▸ Records for the task:
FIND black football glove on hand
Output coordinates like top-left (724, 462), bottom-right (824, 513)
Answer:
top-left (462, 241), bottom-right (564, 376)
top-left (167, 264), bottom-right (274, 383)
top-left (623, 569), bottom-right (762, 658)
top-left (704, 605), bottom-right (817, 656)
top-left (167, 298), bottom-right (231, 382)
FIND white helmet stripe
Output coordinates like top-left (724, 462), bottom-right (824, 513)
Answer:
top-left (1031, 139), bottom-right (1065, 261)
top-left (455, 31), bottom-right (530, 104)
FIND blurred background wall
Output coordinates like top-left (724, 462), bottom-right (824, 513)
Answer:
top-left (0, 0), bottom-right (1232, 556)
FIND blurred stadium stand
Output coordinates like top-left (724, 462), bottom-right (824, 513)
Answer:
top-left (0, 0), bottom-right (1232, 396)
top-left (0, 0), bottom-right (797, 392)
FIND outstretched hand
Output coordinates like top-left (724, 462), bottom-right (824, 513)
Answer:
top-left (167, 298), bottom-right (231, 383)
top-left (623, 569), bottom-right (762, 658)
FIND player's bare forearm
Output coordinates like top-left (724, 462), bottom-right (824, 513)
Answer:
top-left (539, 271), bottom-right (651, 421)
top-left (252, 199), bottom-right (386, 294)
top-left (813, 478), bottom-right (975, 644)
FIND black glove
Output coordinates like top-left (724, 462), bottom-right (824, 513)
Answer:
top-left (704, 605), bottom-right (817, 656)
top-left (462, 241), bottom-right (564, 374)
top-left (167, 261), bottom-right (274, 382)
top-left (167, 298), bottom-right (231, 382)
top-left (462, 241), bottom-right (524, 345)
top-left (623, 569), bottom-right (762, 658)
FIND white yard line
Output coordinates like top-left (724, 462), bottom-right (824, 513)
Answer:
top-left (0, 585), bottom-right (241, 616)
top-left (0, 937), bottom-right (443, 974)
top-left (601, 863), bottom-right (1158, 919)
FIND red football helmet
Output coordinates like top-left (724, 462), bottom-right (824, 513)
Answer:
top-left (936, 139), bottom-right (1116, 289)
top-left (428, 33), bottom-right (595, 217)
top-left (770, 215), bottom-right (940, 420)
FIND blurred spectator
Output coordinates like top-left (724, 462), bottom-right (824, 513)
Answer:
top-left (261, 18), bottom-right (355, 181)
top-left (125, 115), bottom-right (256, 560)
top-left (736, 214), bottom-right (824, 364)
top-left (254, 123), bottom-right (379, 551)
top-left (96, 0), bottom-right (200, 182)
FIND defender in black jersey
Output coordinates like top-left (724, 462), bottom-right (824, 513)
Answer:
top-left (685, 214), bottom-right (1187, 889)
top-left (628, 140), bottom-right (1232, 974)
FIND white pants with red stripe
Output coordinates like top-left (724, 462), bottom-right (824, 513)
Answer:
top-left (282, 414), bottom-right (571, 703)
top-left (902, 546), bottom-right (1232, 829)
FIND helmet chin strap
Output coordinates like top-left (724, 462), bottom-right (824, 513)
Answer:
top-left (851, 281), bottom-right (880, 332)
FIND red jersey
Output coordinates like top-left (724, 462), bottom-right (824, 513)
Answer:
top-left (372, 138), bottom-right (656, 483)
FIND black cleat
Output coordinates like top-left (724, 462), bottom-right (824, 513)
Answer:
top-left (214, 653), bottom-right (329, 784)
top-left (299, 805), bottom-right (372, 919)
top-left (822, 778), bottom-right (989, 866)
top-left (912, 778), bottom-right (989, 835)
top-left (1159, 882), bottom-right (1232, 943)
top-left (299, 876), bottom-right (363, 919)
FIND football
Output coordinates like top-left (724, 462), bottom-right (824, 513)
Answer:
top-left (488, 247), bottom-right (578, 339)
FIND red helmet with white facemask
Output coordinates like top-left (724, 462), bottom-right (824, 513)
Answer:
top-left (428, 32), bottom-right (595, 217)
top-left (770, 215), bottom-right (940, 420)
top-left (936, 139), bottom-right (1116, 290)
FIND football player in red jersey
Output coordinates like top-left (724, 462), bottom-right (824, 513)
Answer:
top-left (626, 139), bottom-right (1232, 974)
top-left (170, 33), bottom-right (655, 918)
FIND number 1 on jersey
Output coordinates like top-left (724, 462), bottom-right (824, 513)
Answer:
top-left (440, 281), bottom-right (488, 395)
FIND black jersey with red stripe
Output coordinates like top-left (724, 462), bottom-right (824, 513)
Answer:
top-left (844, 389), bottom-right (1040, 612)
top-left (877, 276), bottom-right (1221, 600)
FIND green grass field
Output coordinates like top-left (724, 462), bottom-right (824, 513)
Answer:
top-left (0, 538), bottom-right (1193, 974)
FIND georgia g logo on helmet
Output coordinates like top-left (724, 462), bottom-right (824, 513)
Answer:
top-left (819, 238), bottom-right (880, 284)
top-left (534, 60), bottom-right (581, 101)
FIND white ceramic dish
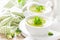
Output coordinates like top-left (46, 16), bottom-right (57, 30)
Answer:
top-left (24, 30), bottom-right (60, 40)
top-left (24, 16), bottom-right (54, 36)
top-left (19, 16), bottom-right (55, 36)
top-left (19, 19), bottom-right (60, 40)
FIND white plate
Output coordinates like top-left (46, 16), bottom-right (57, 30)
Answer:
top-left (19, 19), bottom-right (60, 40)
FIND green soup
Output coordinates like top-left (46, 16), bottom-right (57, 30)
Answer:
top-left (30, 5), bottom-right (45, 13)
top-left (27, 16), bottom-right (46, 27)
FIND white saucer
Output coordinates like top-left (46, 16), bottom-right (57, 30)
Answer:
top-left (19, 19), bottom-right (60, 40)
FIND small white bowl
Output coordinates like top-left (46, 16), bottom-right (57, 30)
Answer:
top-left (25, 16), bottom-right (53, 36)
top-left (27, 2), bottom-right (52, 15)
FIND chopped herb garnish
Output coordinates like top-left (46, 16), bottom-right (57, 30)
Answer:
top-left (48, 32), bottom-right (53, 36)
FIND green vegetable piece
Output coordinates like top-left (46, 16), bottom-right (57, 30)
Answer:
top-left (18, 0), bottom-right (21, 3)
top-left (48, 32), bottom-right (53, 36)
top-left (6, 33), bottom-right (15, 38)
top-left (18, 0), bottom-right (26, 6)
top-left (34, 16), bottom-right (42, 25)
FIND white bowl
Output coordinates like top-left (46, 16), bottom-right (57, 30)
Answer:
top-left (25, 16), bottom-right (53, 36)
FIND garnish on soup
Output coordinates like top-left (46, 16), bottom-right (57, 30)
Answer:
top-left (30, 5), bottom-right (45, 13)
top-left (27, 16), bottom-right (45, 26)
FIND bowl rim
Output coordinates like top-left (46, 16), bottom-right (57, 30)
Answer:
top-left (25, 15), bottom-right (54, 28)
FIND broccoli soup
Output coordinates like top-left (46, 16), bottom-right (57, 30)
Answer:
top-left (27, 16), bottom-right (46, 27)
top-left (30, 5), bottom-right (45, 13)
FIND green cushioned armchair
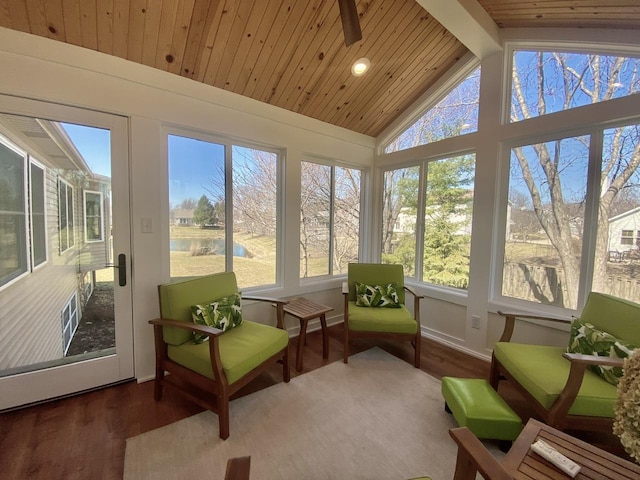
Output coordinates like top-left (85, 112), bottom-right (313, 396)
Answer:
top-left (149, 272), bottom-right (290, 439)
top-left (489, 292), bottom-right (640, 432)
top-left (342, 263), bottom-right (423, 368)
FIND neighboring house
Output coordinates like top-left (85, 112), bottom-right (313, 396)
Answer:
top-left (609, 207), bottom-right (640, 253)
top-left (171, 208), bottom-right (193, 227)
top-left (393, 207), bottom-right (471, 235)
top-left (0, 115), bottom-right (112, 373)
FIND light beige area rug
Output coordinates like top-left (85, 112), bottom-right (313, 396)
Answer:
top-left (124, 348), bottom-right (496, 480)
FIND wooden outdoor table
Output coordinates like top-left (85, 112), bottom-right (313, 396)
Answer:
top-left (284, 297), bottom-right (333, 372)
top-left (502, 419), bottom-right (640, 480)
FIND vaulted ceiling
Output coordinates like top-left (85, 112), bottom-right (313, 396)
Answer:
top-left (0, 0), bottom-right (640, 136)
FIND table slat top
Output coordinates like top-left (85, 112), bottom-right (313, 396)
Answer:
top-left (284, 297), bottom-right (333, 320)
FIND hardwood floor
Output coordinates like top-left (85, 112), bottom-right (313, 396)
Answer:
top-left (0, 325), bottom-right (616, 480)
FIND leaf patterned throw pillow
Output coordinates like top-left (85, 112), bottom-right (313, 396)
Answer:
top-left (567, 320), bottom-right (638, 385)
top-left (356, 282), bottom-right (400, 308)
top-left (191, 294), bottom-right (242, 343)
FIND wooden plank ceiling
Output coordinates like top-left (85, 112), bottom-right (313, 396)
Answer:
top-left (0, 0), bottom-right (640, 136)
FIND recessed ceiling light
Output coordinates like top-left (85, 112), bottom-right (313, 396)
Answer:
top-left (351, 57), bottom-right (371, 77)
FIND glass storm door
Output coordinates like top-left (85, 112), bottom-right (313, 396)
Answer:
top-left (0, 96), bottom-right (134, 410)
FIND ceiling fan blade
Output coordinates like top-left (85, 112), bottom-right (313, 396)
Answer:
top-left (338, 0), bottom-right (362, 47)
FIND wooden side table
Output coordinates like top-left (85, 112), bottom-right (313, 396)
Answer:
top-left (284, 297), bottom-right (333, 372)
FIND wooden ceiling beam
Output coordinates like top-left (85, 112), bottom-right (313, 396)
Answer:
top-left (416, 0), bottom-right (502, 59)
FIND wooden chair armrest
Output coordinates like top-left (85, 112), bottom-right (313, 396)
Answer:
top-left (562, 352), bottom-right (624, 367)
top-left (242, 294), bottom-right (289, 305)
top-left (449, 427), bottom-right (513, 480)
top-left (547, 352), bottom-right (624, 430)
top-left (149, 318), bottom-right (224, 337)
top-left (498, 310), bottom-right (567, 342)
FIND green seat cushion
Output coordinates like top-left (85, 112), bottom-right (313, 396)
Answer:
top-left (442, 377), bottom-right (522, 440)
top-left (167, 320), bottom-right (289, 384)
top-left (349, 301), bottom-right (418, 334)
top-left (493, 342), bottom-right (617, 418)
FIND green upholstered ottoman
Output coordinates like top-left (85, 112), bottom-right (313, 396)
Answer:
top-left (442, 377), bottom-right (522, 442)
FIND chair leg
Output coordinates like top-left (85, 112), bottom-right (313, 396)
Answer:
top-left (489, 355), bottom-right (500, 391)
top-left (217, 395), bottom-right (229, 440)
top-left (282, 345), bottom-right (291, 383)
top-left (153, 366), bottom-right (164, 402)
top-left (342, 320), bottom-right (349, 363)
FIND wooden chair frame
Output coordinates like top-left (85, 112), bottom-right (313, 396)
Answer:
top-left (149, 295), bottom-right (291, 440)
top-left (342, 282), bottom-right (424, 368)
top-left (489, 311), bottom-right (624, 432)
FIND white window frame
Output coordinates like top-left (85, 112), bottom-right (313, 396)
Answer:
top-left (58, 178), bottom-right (75, 254)
top-left (29, 155), bottom-right (49, 271)
top-left (82, 190), bottom-right (104, 243)
top-left (60, 292), bottom-right (80, 355)
top-left (0, 135), bottom-right (31, 289)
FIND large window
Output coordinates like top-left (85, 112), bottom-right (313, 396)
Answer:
top-left (510, 50), bottom-right (640, 122)
top-left (385, 67), bottom-right (480, 153)
top-left (0, 142), bottom-right (28, 285)
top-left (499, 50), bottom-right (640, 310)
top-left (502, 137), bottom-right (589, 308)
top-left (300, 161), bottom-right (361, 278)
top-left (168, 134), bottom-right (280, 287)
top-left (231, 145), bottom-right (280, 287)
top-left (382, 154), bottom-right (475, 289)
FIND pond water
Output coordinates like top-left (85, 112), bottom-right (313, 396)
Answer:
top-left (169, 238), bottom-right (247, 257)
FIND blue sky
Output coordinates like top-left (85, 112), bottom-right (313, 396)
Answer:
top-left (61, 123), bottom-right (111, 177)
top-left (168, 135), bottom-right (225, 207)
top-left (61, 123), bottom-right (224, 207)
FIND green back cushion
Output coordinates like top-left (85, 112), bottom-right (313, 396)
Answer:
top-left (580, 292), bottom-right (640, 345)
top-left (191, 293), bottom-right (242, 343)
top-left (355, 282), bottom-right (400, 308)
top-left (347, 263), bottom-right (404, 304)
top-left (158, 272), bottom-right (238, 345)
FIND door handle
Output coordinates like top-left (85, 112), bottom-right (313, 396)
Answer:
top-left (105, 253), bottom-right (127, 287)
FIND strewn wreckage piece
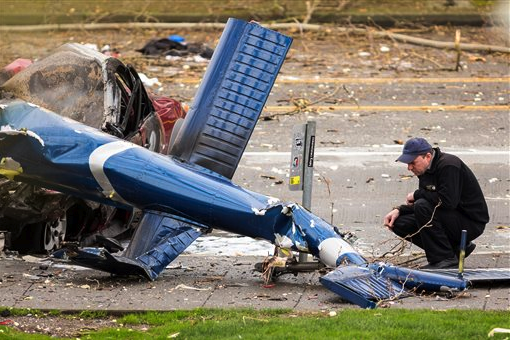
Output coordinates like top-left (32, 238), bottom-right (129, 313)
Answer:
top-left (0, 44), bottom-right (185, 252)
top-left (0, 19), bottom-right (509, 308)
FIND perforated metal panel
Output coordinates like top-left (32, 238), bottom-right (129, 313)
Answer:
top-left (170, 19), bottom-right (292, 178)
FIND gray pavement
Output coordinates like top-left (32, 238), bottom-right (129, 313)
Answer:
top-left (0, 253), bottom-right (510, 313)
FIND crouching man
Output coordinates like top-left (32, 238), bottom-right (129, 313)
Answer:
top-left (383, 138), bottom-right (489, 269)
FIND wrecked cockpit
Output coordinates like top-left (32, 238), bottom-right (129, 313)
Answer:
top-left (0, 44), bottom-right (185, 252)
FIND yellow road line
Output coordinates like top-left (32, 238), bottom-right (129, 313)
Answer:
top-left (277, 77), bottom-right (509, 84)
top-left (265, 105), bottom-right (509, 113)
top-left (171, 77), bottom-right (510, 84)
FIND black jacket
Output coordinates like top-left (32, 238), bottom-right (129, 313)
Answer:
top-left (405, 148), bottom-right (490, 225)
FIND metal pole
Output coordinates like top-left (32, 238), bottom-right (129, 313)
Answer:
top-left (298, 121), bottom-right (316, 262)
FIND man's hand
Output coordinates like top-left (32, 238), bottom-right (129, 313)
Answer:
top-left (406, 192), bottom-right (415, 205)
top-left (383, 208), bottom-right (399, 228)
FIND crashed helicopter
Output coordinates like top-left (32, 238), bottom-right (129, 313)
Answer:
top-left (0, 19), bottom-right (509, 308)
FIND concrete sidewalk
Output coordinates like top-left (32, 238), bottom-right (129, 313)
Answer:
top-left (0, 253), bottom-right (510, 313)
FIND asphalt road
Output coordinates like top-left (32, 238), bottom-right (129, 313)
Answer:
top-left (2, 23), bottom-right (510, 318)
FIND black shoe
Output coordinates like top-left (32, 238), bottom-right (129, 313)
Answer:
top-left (419, 257), bottom-right (458, 269)
top-left (456, 242), bottom-right (476, 259)
top-left (465, 242), bottom-right (476, 257)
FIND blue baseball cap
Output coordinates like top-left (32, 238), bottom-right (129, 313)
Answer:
top-left (396, 138), bottom-right (432, 164)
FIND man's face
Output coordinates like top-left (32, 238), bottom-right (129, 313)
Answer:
top-left (408, 153), bottom-right (431, 176)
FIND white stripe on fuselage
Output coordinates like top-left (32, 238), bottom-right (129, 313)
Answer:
top-left (89, 141), bottom-right (137, 203)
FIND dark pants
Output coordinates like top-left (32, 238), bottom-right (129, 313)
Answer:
top-left (392, 199), bottom-right (485, 263)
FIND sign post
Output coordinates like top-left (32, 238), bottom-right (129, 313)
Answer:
top-left (289, 121), bottom-right (316, 262)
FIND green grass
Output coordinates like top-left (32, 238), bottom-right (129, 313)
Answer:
top-left (0, 309), bottom-right (510, 340)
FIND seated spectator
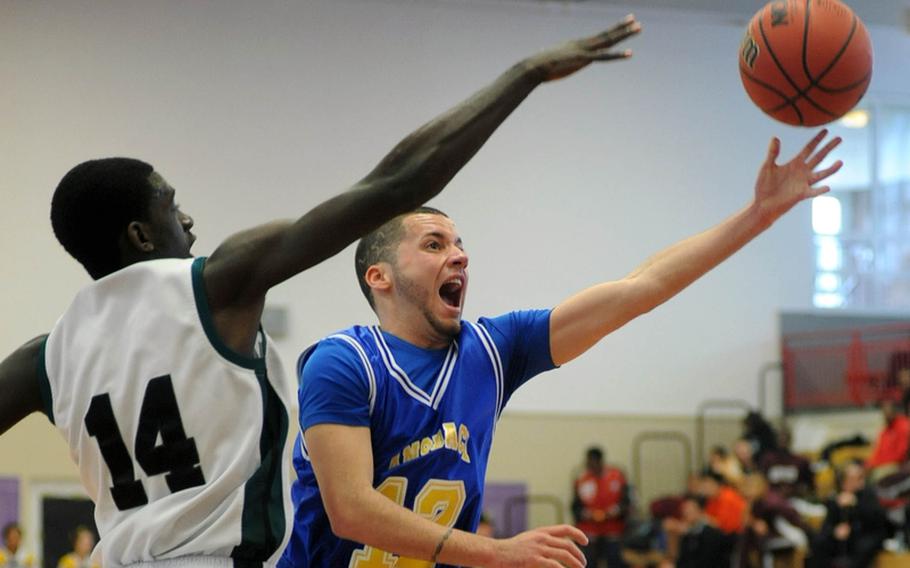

▸ Short exercise:
Copy each line from the rows above that contains the word "helmet". Case counts, so a line with the word in a different case does not match.

▸ Output:
FIND white helmet stripe
FIND red football helmet
FIND helmet chin strap
FIND red helmet with white facemask
FIND georgia g logo on helmet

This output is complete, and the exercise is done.